Your objective
Word for word, reproduce the records that follow.

'''

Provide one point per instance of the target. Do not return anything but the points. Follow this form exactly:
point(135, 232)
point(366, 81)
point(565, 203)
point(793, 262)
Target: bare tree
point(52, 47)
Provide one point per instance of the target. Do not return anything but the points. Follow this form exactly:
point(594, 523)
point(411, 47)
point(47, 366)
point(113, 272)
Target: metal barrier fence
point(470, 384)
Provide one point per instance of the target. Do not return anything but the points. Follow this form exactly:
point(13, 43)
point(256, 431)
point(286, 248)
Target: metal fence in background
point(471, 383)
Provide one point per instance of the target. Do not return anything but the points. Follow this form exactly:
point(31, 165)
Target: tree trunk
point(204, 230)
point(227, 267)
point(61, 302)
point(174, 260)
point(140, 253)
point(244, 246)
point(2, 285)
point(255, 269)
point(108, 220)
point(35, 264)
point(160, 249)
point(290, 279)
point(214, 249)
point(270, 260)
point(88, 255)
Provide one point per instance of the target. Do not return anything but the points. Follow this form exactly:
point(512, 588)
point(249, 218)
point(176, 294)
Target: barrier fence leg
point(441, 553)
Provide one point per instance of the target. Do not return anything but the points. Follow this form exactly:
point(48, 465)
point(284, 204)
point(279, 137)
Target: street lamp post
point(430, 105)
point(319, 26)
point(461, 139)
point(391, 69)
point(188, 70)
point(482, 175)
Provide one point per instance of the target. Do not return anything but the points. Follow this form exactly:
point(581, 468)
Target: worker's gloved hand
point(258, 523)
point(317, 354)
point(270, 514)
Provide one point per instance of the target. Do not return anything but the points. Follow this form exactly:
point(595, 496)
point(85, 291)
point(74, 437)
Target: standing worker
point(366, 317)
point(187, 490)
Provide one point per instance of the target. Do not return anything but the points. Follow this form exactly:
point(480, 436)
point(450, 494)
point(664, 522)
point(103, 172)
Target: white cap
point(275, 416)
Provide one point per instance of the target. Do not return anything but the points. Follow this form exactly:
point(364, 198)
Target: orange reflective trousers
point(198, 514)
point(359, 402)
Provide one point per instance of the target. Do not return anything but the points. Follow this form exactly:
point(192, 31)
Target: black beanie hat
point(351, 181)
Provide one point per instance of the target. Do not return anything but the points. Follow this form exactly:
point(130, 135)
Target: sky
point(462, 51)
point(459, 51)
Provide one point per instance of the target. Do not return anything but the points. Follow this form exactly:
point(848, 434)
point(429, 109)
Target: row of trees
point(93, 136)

'''

Output of the exercise
Provide one point per instance of the target. Do not return anything but the points. Follow this form exactly:
point(135, 232)
point(366, 81)
point(565, 203)
point(793, 262)
Target: bare tree
point(52, 47)
Provide one point per instance of the target. Do not return anything but the points. Follow this form exactly:
point(594, 523)
point(411, 47)
point(47, 366)
point(113, 272)
Target: metal barrier fence
point(470, 384)
Provide one point per instance of the target. Do not return anything but the points. Follow this form exactly:
point(13, 43)
point(256, 431)
point(286, 248)
Target: metal fence in background
point(471, 383)
Provide one point per instance of the target. Do not return anything but the points. Follow this form exactly:
point(31, 165)
Target: tree trunk
point(204, 230)
point(227, 267)
point(61, 302)
point(174, 260)
point(140, 253)
point(244, 246)
point(2, 285)
point(255, 269)
point(108, 220)
point(35, 264)
point(160, 249)
point(290, 279)
point(214, 249)
point(270, 260)
point(88, 255)
Provide one point per instance of the target. Do not return anything but the points. Follow this form exactly:
point(512, 588)
point(249, 218)
point(176, 294)
Target: barrier fence leg
point(441, 553)
Provide one point per instance of the target. Do not return anything but the points. Follow this form exactly:
point(48, 465)
point(284, 204)
point(279, 137)
Target: street lamp post
point(430, 105)
point(319, 26)
point(461, 139)
point(391, 69)
point(188, 70)
point(482, 175)
Provide one point per instance of the target. Do not return anything but the points. Follow this form exactly:
point(581, 468)
Target: worker's gloved hand
point(258, 523)
point(317, 354)
point(270, 514)
Provide one point per instance of the target. Do not return anything but the points. Follow this form exactly:
point(595, 496)
point(85, 291)
point(74, 437)
Target: standing worker
point(366, 317)
point(187, 490)
Provide one point per instance of the target. Do not return anything but the points. Follow this form exactly:
point(480, 436)
point(450, 494)
point(664, 522)
point(103, 172)
Target: white cap
point(275, 416)
Provide one point per instance of the target. Do not return anything but the points. Follow this form exactly:
point(364, 198)
Target: orange reflective trousers
point(198, 514)
point(359, 402)
Provide one point per instance of the target. Do not return anything but the points. Follow this form exactly:
point(192, 31)
Target: black beanie hat
point(351, 181)
Provide one point per instance of the target. Do not return anything but the points. Follow this form exactly:
point(130, 135)
Target: sky
point(462, 51)
point(459, 51)
Provide one point per instance of the target. Do not return anything but the points. Follow this form exactly:
point(848, 434)
point(429, 109)
Target: row of trees
point(93, 136)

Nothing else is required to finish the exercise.